DIRECTION ▸ Rewrite the part that opens with the line containing "the black bar" and closes with the line containing "511 46 593 154", switching "fixture" to "lamp" and leaving everything else unchanged.
──────────
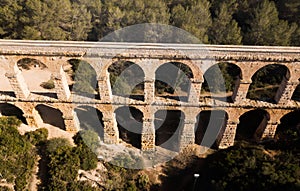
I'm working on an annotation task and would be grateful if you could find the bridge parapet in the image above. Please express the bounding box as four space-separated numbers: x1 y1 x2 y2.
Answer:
0 40 300 150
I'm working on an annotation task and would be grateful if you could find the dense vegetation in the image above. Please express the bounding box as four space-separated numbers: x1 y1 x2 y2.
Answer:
0 0 300 45
0 117 37 190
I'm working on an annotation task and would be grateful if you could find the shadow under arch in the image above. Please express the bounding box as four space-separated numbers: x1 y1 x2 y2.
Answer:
291 84 300 101
201 62 242 102
247 64 290 103
195 110 228 149
0 103 28 125
17 57 57 99
154 110 185 152
108 60 145 100
275 109 300 142
64 59 100 99
74 105 104 141
155 62 194 101
115 106 144 149
35 104 66 130
235 109 270 142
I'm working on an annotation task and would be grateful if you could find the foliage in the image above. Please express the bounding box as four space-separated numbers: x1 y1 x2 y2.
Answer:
207 144 300 191
73 130 99 170
0 117 36 191
209 1 242 44
171 0 212 43
244 0 297 46
0 0 300 45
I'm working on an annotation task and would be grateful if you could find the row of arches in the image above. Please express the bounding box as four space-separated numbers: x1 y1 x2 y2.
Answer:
0 58 300 103
0 103 300 151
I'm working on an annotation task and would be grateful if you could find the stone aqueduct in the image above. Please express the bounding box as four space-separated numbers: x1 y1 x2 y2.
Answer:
0 40 300 150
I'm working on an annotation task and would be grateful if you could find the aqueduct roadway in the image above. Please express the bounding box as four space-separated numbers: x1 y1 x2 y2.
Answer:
0 40 300 150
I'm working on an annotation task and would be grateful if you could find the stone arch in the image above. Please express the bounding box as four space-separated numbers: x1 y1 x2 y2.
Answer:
201 62 242 102
74 105 104 141
291 79 300 101
0 103 28 125
154 110 185 151
235 109 270 141
247 64 290 103
195 110 228 148
155 62 194 101
275 109 300 143
115 106 143 149
16 57 57 98
63 58 100 99
0 62 16 97
35 104 66 130
107 60 145 100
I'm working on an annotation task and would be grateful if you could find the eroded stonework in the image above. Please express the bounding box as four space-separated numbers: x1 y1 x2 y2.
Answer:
0 40 300 150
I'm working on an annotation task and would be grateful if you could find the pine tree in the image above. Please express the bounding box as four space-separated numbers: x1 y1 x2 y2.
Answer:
171 0 212 43
101 0 170 41
209 2 242 44
0 0 22 39
244 0 297 45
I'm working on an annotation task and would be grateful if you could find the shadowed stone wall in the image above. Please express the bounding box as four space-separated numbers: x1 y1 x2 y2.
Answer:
0 40 300 150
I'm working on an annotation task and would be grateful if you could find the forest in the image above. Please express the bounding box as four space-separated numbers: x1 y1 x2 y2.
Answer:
0 0 300 46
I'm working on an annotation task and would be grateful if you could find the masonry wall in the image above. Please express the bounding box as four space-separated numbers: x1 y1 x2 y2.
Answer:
0 41 300 150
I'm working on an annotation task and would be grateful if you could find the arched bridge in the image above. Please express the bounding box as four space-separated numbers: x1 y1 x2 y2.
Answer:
0 40 300 150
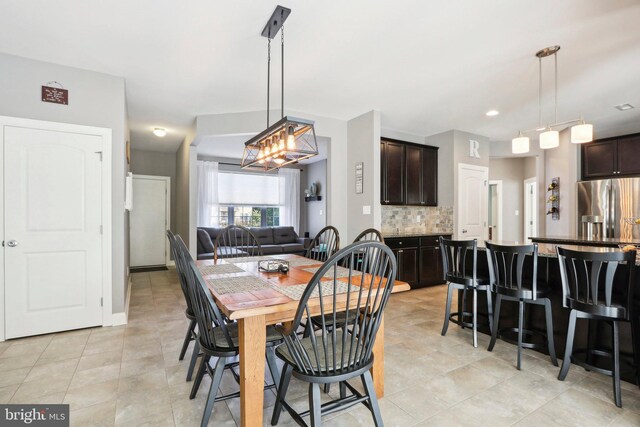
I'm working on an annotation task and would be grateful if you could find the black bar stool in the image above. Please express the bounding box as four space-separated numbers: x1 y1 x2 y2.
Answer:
486 242 558 370
557 247 638 408
440 236 493 347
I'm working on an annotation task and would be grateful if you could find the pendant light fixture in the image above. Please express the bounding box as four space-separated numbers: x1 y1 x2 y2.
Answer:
241 6 318 171
511 46 593 154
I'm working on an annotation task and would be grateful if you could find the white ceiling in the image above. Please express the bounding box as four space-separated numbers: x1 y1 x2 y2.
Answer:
0 0 640 151
197 135 329 165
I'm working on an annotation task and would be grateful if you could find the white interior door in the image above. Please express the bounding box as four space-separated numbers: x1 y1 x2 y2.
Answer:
129 175 170 267
523 178 538 241
456 163 489 243
4 126 103 338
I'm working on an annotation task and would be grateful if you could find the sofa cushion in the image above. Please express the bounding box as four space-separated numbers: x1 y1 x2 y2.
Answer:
280 243 304 254
249 227 274 246
273 227 298 245
198 228 213 253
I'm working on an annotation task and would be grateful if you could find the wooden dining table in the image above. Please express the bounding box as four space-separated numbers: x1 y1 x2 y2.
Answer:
196 254 410 426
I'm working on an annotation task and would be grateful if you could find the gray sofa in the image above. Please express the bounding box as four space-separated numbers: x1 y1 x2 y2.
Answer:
198 227 311 259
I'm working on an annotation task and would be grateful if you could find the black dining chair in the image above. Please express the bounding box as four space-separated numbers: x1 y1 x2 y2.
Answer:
167 230 200 381
305 225 340 262
177 239 282 427
486 242 558 370
213 225 262 260
440 236 493 347
271 241 397 427
557 247 640 408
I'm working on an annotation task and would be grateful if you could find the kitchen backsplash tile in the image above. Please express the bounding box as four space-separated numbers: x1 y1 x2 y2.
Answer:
382 205 453 234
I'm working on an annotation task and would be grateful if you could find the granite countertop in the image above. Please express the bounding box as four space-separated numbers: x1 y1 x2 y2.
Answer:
382 232 453 239
531 236 640 247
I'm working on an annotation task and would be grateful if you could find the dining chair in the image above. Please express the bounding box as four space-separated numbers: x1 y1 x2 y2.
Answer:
440 236 493 347
178 239 283 427
305 225 340 262
167 230 200 381
271 241 397 427
486 242 558 370
557 246 640 408
213 225 262 260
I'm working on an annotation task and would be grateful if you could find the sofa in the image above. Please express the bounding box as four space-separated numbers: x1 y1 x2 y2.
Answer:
197 227 312 259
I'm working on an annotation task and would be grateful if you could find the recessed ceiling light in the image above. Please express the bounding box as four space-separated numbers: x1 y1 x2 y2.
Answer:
153 128 167 138
615 104 635 111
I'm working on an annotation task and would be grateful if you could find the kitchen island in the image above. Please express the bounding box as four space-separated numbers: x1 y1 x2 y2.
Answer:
459 242 640 383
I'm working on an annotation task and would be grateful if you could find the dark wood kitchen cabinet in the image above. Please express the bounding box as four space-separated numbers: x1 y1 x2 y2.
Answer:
581 134 640 180
380 140 405 205
380 138 438 206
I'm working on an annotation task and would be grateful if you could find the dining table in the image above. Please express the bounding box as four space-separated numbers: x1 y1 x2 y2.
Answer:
196 254 410 426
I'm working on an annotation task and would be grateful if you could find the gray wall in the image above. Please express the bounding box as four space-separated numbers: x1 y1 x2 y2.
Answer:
300 160 327 237
130 150 176 231
0 54 129 313
489 158 526 242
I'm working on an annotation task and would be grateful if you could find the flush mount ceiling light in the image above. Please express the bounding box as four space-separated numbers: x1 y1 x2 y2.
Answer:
511 46 596 154
241 6 318 171
613 104 635 111
153 128 167 138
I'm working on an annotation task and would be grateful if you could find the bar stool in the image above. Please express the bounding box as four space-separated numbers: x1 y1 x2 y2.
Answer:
440 236 493 347
557 247 638 408
486 242 558 370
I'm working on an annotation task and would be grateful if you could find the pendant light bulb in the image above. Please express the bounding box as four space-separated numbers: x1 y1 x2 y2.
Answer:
511 132 529 154
571 120 593 144
287 126 296 150
540 127 560 150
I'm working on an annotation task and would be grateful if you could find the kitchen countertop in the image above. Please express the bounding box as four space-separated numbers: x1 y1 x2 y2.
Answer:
531 236 640 247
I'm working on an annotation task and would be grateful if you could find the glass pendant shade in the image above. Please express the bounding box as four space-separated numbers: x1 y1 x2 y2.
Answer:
──────────
EXERCISE RESPONSE ▸
I'm working on an annotation task and would be grateful if you could find the black bar stool in the image above. Please express the bounding box as four space-separated numbers: x1 y1 x2 y2.
Answer:
486 242 558 370
557 247 638 408
440 236 493 347
I'm working on an annotation task and would be grateful if you could find the pendant light lamp in the image above. Please express the bounding box as four space-separated numbers: x1 y1 x2 y2.
Answer:
241 6 318 171
511 46 593 154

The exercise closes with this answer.